### Given text
*** Begin section ***
The Post

Hats off to the old gambler

- Jane Bowron

You know things are getting back to normal when Winston Peters breaks coalition rank and starts agitating for trans-Tasman travel, and for the Government to go straight to level 1. The six states of Australia aren’t on the same page with their coronaviru­s strategies, infections and border controls, yet Winston’s judgment is chocks away?

Just as we are about to be in the box seat of being virtually pristine and virus-free, the old gambler does his classic Kenny Rogers number to show he knows ‘‘when to hold ‘em, knows when to fold ‘em’’. Jacinda takes his playbook insurrecti­on in her stride, but could be forgiven for singing her own Kenny ballad, ‘‘You picked a fine time to leave me, Lucille’’.

Believing himself to be quite the Shiva – both the creator of Jacinda and now potentiall­y her destroyer –Winston breaks away to do election business trying to keep NZ First in play and get it up to the 5 per cent threshold of political viability.

His sidekick Shane Jones, who used to wear a red baseball cap that said Make New Zealand Great Again, has been flirting outrageous­ly with new National Party leader Todd Muller, he who also has a penchant for rabid red baseball caps.

The loaded millinery message on display proved toxic, and the unholy roller of Simon Bridges has been found wanting in leadership skills and woefully devoid of any grand master flash business plan. The same old, same old new lineup of the Nats’ front bench smacks of bland social conservati­sm, with no radical solutions to get the country out of the rough.

For weeks the nation has bought into the story of staying in lock-step with the Government on eliminatin­g Covid-19, and just at the sharp end of holding fast, Winston exploits small-business frustratio­ns and bolts for separatism to show a point of difference.

New Zealand has enjoyed basking in global glory and being the envy of other countries still labouring under lockdown, and may find Winston’s betrayal of the coalition and his Covid-19 leverages to be both confusing and disloyal to the greater good.

It’s all about perception. Practising social distancing from your coalition partner in times like this is a risky option. Excuse me, but didn’t we all agree to sing from the same hymn sheet and see this out to the bitter end? And that includes even the scattiest of politician­s.

Four months out from the election and you can feel the churn as the National Party sets up a black ops intelligen­ce unit to dig the dirt on its political opponents.

The G-Unit, aka Gerry Brownlee, denies that the intel group has any dark materials to it, but the very mention of it brings back unsavoury memories of 2014 and the dirty politics of that election. Surely, there’s no disputing that the signature of lobbyist and strategist Matthew Hooton, the party’s Rasputin, is behind all of this?

Todd Muller’s un-tight 55 has been leaking, and a party that once prided itself on discipline is hellbent on settling old scores to, Psycho-style, stab wildly through the arras.

The debacle about Paul Goldsmith’s alleged Nga¯ ti Porou provenance in the corridors of Parliament will go down in history as one of the great setpiece stand-up political comedy acts of all time.

National Party MPs bouncing off corridor walls to chime in with a miasma of misspeak made a mockery of the long-held belief that the Nats have a hardline adherence to the party faithful. If Muller can’t stop that community spread, he won’t last till September.
*** End section ***
### Data extracts
*** Begin section ***
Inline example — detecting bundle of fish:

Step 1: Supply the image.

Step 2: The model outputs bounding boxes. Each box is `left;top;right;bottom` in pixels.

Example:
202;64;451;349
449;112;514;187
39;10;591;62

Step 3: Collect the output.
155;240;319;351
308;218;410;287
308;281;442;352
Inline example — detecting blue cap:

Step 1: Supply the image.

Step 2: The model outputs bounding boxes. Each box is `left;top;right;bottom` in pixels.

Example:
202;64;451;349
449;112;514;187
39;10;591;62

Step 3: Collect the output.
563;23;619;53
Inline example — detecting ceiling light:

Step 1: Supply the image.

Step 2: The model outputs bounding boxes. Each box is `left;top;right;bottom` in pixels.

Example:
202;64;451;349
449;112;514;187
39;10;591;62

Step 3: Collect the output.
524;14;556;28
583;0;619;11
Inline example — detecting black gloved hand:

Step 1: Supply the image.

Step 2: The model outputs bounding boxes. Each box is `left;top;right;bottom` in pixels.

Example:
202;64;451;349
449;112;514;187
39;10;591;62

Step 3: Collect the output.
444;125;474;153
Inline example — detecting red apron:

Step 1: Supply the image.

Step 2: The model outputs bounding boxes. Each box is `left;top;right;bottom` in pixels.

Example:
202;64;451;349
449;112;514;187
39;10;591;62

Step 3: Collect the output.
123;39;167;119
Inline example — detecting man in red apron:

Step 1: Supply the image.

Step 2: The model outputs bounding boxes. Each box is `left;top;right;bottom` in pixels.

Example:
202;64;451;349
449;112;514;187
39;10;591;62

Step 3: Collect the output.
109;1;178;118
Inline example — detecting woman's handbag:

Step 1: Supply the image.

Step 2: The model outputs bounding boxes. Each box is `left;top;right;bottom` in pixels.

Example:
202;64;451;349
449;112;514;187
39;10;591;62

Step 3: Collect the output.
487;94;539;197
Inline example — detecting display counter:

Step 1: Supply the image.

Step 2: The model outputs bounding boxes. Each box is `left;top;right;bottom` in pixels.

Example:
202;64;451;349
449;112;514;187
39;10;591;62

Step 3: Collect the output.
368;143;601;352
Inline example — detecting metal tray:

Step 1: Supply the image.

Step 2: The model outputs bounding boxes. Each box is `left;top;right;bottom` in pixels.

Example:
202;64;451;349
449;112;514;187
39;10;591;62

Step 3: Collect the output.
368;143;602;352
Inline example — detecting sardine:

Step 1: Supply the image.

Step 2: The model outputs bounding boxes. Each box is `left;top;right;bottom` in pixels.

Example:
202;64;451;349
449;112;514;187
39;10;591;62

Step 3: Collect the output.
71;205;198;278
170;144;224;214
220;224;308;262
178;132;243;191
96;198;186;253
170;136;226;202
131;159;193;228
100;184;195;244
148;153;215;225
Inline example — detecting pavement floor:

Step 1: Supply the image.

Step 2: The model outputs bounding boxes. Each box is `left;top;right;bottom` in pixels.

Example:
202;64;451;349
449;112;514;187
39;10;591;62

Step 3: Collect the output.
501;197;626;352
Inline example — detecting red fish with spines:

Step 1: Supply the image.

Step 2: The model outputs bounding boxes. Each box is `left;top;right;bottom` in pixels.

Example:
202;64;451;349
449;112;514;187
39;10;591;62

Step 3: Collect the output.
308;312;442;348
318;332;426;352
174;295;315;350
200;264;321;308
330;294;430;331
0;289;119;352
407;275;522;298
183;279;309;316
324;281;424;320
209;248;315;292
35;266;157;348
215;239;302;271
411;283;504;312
*** End section ***
### What you will do
Decide whether each statement agrees with the column on Winston Peters: (a) Shane Jones once wore a red baseball cap reading Make New Zealand Great Again; (b) the election is six months away; (c) Gerry Brownlee confirms that the intel group has dark materials to it. Answer yes or no for each, and quote the words of the column that settle it. The items are separate material and do not belong to the column on Winston Peters.

### Problem solution
(a) Yes: "His sidekick Shane Jones, who used to wear a red baseball cap that said Make New Zealand Great Again"
(b) No: "Four months out from the election"
(c) No: "The G-Unit, aka Gerry Brownlee, denies that the intel group has any dark materials to it"